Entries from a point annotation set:
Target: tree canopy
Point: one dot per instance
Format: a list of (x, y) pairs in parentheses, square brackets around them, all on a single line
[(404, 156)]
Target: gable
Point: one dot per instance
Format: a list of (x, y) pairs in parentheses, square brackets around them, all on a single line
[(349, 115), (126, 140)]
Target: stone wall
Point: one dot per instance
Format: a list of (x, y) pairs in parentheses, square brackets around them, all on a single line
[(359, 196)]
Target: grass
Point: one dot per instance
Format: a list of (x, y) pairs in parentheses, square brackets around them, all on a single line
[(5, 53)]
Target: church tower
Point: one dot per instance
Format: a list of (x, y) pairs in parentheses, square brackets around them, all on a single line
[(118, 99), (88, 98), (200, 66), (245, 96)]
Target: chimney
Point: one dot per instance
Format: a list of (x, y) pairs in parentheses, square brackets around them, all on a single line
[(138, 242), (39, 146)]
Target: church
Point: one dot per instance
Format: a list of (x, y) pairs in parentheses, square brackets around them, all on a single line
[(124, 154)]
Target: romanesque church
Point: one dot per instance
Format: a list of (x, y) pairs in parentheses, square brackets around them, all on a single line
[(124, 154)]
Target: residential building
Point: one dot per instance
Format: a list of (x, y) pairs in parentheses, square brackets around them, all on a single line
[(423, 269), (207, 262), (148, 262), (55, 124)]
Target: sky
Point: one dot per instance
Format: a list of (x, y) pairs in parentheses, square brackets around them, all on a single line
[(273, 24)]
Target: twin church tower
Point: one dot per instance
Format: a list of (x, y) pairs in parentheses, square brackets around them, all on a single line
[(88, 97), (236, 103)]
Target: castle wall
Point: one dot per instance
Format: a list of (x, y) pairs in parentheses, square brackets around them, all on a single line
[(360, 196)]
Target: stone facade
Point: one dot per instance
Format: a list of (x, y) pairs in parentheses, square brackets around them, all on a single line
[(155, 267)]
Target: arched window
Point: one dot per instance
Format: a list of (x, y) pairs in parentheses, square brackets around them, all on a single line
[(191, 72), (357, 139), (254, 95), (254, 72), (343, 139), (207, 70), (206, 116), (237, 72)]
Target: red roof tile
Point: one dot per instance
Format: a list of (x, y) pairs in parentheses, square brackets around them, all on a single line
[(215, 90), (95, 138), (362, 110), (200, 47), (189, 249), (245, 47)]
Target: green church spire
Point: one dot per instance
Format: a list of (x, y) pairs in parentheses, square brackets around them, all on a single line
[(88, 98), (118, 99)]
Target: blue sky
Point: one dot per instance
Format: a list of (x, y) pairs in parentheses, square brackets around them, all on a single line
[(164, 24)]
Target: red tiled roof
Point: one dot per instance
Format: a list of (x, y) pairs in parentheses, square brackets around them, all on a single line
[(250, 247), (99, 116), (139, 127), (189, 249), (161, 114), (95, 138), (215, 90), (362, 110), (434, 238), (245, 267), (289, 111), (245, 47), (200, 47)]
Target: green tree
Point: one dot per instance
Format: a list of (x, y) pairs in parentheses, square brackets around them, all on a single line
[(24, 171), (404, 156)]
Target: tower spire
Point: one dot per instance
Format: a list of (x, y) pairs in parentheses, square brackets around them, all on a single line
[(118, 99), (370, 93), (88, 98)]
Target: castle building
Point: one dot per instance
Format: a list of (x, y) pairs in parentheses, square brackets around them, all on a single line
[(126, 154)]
==
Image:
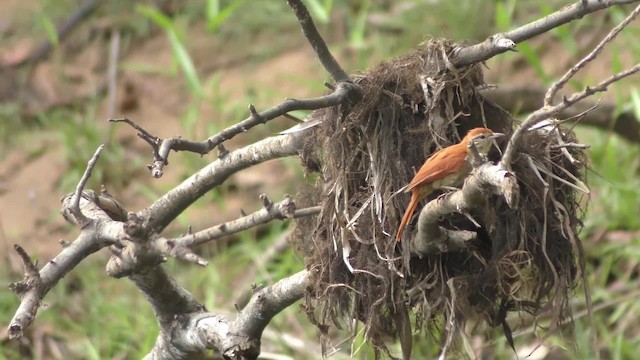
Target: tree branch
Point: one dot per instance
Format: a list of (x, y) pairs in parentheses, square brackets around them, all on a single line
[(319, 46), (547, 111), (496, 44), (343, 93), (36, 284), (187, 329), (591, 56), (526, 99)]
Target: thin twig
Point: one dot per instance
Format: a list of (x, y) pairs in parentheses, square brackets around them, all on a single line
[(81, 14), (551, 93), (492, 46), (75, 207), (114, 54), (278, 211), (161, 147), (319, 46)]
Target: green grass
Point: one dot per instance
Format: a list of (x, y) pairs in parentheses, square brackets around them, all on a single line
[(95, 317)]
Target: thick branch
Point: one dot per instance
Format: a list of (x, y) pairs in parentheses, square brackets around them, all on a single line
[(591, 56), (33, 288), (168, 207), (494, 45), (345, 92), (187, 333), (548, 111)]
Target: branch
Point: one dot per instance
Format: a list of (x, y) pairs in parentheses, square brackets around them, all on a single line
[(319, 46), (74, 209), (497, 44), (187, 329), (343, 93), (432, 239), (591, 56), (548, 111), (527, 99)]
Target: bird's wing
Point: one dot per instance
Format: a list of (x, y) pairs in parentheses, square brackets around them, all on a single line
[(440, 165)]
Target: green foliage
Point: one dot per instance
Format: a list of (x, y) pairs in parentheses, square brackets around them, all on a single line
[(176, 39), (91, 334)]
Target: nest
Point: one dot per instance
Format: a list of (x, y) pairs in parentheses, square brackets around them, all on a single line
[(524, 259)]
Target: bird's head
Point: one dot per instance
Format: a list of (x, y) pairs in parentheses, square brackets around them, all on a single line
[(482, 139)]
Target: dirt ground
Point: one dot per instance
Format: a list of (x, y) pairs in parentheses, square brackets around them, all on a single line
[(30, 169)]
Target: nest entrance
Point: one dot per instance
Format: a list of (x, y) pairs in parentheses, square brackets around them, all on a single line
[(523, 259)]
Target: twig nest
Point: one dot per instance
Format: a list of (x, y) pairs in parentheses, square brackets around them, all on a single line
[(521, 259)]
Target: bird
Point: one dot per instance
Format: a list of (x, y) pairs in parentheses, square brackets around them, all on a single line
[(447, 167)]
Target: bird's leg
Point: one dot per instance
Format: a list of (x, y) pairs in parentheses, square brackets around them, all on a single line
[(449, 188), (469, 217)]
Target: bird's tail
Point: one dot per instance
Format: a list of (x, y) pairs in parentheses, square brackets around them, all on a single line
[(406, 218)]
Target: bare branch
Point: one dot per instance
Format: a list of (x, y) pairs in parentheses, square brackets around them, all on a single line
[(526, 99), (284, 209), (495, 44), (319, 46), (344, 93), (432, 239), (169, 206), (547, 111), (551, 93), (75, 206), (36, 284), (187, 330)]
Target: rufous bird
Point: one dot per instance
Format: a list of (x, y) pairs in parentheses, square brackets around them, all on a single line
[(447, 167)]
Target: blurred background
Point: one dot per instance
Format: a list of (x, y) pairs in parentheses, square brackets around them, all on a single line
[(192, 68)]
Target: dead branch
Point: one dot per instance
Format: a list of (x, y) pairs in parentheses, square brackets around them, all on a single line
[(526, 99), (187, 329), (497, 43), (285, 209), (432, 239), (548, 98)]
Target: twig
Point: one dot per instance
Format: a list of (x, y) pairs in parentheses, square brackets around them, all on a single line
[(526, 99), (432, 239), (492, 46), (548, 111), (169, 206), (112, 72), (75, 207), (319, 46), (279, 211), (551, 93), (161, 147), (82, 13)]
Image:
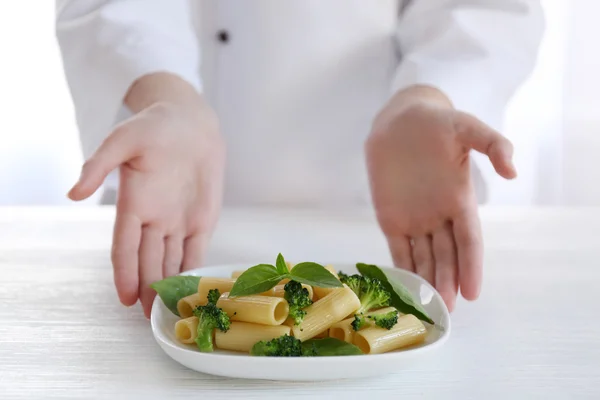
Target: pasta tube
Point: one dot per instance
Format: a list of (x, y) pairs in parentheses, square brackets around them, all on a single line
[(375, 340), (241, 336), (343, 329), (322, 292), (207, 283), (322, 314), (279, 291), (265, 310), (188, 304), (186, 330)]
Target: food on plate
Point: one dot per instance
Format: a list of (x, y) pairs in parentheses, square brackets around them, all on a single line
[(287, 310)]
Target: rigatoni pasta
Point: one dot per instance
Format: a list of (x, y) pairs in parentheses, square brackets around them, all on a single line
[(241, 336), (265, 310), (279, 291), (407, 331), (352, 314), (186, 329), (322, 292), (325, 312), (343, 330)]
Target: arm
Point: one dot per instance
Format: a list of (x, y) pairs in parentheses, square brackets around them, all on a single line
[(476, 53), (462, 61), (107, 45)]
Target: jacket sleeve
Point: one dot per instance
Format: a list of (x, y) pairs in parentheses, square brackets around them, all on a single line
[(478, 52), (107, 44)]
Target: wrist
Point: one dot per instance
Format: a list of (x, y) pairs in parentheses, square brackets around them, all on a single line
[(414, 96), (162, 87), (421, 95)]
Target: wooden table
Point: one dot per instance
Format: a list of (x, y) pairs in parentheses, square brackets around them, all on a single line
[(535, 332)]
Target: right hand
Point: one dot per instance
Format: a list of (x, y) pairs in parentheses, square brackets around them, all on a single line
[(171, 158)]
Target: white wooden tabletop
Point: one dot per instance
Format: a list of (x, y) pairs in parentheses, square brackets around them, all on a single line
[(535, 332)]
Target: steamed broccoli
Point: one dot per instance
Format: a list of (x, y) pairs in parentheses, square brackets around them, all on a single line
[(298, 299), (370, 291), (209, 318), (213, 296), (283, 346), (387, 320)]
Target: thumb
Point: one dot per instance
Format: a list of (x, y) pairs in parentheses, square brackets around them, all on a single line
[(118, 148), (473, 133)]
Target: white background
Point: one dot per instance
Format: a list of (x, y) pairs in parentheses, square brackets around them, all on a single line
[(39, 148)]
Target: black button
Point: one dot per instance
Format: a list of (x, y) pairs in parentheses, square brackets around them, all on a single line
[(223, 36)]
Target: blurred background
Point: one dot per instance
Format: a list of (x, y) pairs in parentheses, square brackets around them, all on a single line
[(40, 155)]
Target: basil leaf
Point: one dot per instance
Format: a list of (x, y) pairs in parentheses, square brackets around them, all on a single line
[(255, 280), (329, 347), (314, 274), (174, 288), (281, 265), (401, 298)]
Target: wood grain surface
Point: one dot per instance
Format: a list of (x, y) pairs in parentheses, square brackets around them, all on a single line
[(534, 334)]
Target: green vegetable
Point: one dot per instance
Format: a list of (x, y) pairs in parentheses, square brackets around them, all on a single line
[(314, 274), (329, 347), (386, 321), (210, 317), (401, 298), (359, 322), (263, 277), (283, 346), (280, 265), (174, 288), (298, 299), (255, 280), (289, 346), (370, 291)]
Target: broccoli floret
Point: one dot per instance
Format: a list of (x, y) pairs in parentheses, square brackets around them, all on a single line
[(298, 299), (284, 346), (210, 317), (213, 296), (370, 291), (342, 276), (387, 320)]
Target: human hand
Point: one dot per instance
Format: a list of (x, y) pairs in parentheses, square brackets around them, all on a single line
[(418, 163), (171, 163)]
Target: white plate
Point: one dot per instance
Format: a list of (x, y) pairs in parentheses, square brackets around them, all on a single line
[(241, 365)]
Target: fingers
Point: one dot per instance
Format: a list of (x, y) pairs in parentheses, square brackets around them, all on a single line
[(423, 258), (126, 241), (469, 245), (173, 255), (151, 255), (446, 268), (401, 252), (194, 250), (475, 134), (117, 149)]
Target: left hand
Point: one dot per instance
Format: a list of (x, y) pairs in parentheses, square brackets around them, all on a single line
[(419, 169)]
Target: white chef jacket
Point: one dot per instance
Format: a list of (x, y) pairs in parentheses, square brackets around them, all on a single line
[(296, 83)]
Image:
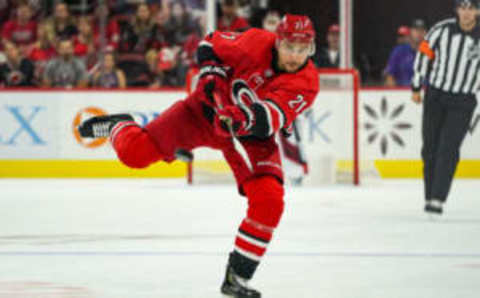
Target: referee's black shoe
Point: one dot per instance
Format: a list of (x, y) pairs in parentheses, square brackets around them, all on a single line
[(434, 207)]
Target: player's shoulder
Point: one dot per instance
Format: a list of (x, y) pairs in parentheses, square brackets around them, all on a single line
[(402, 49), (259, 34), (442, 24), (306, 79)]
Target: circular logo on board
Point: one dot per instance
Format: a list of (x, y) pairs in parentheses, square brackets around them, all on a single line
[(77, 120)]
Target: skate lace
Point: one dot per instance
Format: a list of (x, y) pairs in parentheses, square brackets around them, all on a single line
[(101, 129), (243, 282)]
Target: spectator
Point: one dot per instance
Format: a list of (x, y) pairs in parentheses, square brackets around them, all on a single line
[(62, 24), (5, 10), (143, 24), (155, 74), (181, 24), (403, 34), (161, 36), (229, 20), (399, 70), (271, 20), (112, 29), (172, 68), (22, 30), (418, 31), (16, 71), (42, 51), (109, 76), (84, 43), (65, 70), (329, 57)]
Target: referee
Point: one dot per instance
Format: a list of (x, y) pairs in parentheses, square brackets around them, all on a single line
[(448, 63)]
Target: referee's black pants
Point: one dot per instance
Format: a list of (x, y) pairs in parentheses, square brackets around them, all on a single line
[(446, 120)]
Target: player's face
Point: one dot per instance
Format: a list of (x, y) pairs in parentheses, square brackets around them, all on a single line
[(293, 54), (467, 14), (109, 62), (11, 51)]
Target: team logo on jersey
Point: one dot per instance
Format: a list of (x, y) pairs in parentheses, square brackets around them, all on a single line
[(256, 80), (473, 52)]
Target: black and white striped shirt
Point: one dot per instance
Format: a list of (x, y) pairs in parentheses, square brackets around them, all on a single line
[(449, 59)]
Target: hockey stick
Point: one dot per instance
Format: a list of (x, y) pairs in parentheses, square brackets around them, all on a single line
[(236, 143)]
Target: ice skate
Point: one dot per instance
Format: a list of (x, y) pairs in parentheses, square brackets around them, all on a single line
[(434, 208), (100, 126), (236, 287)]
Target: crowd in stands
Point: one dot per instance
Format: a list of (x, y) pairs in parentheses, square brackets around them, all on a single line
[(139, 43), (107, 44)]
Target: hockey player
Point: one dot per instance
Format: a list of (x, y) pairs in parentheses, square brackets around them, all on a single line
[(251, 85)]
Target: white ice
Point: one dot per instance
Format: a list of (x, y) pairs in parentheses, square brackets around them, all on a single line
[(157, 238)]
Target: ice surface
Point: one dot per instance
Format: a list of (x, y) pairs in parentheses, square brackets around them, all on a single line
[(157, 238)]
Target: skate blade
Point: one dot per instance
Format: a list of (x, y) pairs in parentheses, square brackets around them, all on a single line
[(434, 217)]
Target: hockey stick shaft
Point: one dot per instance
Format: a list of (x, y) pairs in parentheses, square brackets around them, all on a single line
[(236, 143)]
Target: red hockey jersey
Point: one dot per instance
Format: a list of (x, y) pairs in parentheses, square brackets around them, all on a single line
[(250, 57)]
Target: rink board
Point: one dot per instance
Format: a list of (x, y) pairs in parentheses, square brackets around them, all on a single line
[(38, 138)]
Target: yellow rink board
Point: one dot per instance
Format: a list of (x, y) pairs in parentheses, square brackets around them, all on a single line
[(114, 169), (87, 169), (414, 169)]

## Task details
Give the lines from the one containing "Target: player's shoulder" through the one containing "[(446, 120)]", inclusive, as a JSON list of strings with one string per line and blank lines omitted.

## Expected answer
[
  "Target: player's shoulder",
  "Point: one dot per instance",
  "Format: a list of (x, y) pairs in parentheses, square brackets around them, all on a single line",
  "[(402, 49), (259, 34), (442, 24), (306, 79)]",
  "Target: circular logo on board",
  "Point: one dot per instance",
  "Format: a list of (x, y) pairs in parentheses, square brackets around them, all on a single line",
  "[(77, 120)]",
  "Target: skate lace",
  "Point: one dot per instance",
  "Format: a list of (x, y) pairs in parentheses, square brackets around them, all on a single line",
  "[(101, 129), (243, 282)]",
  "Target: spectator",
  "Point: one dot per instance",
  "Format: a list of (x, y) pairs in parentheses, square brackets around them, all on a single line",
  "[(62, 24), (5, 10), (143, 24), (155, 74), (181, 24), (403, 34), (161, 36), (229, 20), (399, 70), (271, 20), (112, 29), (172, 68), (22, 30), (418, 31), (16, 71), (42, 51), (109, 76), (84, 43), (65, 70), (329, 57)]",
  "Target: referee",
  "Point: one dot per instance",
  "Format: a list of (x, y) pairs in parentheses, square brackets around them, all on a single line",
  "[(448, 63)]",
  "Target: referee's black pants",
  "Point: one dot per instance",
  "Format: a list of (x, y) pairs in parentheses, square brackets around them, all on a single line",
  "[(446, 120)]"
]